▶ **To be done**: Return the records below word for word, from their first line through the line that contains "column 348, row 334", with both ends included.

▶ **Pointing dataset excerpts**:
•••

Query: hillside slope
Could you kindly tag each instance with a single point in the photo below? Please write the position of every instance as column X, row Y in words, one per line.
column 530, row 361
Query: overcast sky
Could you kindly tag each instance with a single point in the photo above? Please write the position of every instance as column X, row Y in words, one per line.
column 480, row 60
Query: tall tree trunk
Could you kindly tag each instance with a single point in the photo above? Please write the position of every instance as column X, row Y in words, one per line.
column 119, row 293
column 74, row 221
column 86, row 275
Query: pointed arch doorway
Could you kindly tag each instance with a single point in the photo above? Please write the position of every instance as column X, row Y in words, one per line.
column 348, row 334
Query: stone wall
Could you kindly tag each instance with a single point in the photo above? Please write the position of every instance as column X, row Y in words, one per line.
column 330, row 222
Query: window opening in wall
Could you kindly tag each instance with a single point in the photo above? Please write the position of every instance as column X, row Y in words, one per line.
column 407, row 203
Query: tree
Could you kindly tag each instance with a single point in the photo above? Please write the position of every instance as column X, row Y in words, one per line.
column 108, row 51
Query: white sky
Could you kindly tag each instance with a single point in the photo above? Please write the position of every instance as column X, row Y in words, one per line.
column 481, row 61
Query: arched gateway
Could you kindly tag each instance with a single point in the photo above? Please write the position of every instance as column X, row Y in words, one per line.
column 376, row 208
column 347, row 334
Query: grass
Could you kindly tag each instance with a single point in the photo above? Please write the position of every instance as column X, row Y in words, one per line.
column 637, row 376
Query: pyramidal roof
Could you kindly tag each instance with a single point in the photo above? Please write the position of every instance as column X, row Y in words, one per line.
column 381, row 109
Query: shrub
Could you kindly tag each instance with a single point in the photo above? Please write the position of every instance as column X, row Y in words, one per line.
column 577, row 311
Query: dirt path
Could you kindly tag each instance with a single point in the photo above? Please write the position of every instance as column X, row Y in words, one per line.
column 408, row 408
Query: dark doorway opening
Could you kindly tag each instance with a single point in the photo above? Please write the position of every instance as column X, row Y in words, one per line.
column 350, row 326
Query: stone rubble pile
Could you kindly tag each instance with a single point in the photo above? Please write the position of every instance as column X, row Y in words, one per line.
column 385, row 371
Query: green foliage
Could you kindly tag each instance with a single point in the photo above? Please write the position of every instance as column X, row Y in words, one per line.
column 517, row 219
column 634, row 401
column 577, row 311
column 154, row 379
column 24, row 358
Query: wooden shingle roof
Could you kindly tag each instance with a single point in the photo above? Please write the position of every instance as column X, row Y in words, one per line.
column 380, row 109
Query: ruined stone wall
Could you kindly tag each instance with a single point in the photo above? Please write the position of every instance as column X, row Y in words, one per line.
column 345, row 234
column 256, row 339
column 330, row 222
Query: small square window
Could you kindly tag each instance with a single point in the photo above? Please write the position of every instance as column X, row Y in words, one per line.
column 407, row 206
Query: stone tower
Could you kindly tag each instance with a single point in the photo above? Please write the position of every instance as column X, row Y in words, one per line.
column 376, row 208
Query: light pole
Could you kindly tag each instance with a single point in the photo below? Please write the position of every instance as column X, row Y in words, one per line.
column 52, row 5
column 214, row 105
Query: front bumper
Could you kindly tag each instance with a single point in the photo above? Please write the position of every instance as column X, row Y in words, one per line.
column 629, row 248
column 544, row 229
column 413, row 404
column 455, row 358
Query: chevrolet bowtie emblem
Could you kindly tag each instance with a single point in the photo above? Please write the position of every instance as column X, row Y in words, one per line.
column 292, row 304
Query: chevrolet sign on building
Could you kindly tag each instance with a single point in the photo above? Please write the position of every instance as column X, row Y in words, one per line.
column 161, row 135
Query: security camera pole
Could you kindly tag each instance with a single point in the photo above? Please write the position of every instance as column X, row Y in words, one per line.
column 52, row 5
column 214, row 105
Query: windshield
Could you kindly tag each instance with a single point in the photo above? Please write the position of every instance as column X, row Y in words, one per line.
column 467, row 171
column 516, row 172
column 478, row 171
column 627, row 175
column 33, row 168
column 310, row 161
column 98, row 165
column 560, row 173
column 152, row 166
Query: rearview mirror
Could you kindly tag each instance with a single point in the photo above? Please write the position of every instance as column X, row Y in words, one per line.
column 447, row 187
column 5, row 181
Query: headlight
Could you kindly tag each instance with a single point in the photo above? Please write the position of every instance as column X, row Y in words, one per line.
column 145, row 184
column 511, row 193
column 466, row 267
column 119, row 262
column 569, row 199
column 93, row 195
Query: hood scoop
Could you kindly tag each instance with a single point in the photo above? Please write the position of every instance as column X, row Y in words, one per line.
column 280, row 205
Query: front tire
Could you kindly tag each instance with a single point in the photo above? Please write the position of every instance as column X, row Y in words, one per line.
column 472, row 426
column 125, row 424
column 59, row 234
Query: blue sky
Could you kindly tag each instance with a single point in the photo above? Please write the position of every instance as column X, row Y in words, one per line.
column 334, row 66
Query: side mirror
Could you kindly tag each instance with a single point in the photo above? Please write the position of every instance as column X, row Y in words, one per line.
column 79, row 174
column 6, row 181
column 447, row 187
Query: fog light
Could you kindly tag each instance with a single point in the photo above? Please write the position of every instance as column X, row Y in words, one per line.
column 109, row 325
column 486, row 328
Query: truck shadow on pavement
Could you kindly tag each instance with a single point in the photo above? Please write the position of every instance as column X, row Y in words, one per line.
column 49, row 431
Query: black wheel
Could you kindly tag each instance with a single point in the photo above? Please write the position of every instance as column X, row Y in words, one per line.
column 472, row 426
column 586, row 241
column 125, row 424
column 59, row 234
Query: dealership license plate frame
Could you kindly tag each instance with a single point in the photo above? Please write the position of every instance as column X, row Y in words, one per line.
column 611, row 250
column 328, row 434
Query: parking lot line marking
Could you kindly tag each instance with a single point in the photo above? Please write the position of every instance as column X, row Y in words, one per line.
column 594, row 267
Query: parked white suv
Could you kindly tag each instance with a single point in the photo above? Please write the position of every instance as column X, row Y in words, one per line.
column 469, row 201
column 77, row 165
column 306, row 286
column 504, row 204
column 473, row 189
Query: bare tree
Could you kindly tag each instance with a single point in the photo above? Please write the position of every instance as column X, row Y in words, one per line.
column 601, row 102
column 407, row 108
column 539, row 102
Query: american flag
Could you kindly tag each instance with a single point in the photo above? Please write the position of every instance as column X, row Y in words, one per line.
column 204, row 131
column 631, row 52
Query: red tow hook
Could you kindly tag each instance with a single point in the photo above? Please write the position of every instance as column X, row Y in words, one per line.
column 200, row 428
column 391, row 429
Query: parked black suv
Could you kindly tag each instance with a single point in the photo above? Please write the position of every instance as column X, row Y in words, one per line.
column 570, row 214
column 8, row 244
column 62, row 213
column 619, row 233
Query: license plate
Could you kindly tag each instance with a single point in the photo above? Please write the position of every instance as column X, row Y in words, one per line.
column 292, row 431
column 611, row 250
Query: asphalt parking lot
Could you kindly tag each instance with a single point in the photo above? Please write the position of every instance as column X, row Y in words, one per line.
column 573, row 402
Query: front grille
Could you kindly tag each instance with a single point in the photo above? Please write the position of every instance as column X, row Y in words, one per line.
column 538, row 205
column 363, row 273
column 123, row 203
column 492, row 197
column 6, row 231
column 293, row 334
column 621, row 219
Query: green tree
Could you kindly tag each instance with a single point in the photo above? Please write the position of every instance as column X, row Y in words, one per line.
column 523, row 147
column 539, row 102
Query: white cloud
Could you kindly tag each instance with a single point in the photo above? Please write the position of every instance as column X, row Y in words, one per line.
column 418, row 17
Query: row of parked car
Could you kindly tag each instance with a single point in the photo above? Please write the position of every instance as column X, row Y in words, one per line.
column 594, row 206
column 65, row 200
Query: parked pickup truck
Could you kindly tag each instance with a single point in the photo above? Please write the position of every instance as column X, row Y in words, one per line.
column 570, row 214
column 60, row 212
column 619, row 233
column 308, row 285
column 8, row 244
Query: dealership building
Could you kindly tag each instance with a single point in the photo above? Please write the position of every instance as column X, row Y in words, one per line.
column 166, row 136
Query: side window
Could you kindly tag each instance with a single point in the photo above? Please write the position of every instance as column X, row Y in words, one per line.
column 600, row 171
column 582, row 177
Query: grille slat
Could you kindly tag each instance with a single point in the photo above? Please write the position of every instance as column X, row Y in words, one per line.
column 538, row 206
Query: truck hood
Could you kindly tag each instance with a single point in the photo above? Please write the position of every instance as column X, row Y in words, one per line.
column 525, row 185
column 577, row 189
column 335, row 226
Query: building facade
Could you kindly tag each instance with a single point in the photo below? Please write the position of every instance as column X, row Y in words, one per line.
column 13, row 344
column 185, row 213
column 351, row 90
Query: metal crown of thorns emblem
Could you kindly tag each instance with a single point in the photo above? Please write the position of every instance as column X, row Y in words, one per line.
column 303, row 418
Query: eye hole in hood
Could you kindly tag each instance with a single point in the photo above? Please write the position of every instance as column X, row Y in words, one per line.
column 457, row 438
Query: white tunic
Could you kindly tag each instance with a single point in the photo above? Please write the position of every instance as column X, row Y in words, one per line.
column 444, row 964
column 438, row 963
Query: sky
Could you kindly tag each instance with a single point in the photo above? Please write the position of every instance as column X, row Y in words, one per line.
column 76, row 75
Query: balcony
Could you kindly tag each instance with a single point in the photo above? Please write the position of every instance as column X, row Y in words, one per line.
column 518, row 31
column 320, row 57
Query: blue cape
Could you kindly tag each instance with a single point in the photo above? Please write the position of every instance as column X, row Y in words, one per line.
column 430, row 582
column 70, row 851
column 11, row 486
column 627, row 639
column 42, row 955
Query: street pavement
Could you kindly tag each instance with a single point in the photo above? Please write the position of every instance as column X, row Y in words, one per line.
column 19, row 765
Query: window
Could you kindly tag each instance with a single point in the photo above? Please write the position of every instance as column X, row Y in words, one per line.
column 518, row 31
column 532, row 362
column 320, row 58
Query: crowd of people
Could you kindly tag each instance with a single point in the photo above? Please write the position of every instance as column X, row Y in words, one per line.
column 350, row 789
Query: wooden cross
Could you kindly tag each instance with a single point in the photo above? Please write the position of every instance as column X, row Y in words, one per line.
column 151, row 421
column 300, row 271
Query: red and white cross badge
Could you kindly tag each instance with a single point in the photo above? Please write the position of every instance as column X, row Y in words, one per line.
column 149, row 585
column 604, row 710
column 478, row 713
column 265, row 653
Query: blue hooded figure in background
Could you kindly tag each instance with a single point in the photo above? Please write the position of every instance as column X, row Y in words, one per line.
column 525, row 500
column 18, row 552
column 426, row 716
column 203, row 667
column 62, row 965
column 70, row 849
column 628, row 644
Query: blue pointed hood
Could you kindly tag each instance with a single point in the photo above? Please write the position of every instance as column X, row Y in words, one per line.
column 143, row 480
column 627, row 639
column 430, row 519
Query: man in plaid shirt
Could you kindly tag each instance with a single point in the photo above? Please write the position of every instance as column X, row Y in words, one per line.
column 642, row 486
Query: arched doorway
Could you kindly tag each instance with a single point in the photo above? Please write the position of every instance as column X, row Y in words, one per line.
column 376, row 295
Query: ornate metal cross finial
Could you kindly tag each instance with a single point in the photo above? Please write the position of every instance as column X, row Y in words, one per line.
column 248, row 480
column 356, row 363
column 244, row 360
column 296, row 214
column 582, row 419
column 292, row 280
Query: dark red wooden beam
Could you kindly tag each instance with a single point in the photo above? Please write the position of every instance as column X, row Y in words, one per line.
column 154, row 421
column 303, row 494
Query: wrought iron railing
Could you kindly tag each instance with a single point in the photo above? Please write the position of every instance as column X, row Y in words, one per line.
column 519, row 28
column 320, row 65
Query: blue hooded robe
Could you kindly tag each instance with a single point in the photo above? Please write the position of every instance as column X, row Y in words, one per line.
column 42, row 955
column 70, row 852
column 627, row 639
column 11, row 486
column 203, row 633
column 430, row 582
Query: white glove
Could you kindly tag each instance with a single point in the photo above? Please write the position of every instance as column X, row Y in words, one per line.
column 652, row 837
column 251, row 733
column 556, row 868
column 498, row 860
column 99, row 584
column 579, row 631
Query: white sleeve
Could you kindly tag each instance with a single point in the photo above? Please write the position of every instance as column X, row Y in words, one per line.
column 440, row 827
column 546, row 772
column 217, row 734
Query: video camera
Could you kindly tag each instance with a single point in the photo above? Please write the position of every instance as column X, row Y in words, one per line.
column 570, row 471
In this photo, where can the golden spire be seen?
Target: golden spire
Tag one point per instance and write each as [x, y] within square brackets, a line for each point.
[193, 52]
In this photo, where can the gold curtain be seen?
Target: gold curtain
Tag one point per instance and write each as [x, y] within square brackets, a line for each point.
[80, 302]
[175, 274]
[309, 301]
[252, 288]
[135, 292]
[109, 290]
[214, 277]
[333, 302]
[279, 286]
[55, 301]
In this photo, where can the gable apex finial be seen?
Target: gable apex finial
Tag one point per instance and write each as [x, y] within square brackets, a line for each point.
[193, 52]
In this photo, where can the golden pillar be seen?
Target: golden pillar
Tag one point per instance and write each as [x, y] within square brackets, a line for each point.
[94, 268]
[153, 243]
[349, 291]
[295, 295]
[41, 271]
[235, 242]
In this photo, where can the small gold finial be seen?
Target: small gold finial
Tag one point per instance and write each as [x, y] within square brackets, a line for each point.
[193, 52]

•••

▶ **Completed exercise**:
Query: hillside slope
Could you kindly tag each instance with a single point in the photo below? Please write the position of every instance as column X, row Y in words, one per line.
column 530, row 361
Query: overcast sky
Could you kindly tag each instance with a single point in the photo above? Please write the position of every instance as column X, row Y in words, one per line.
column 480, row 60
Query: tall tree trunk
Could you kindly tag each instance with a single point in the photo above? Please write the position of every instance as column X, row Y in words, one per line.
column 119, row 293
column 74, row 221
column 86, row 275
Query: pointed arch doorway
Could you kindly tag each instance with a single point in the photo above? Please write the position of every instance as column X, row Y in words, one per line.
column 348, row 334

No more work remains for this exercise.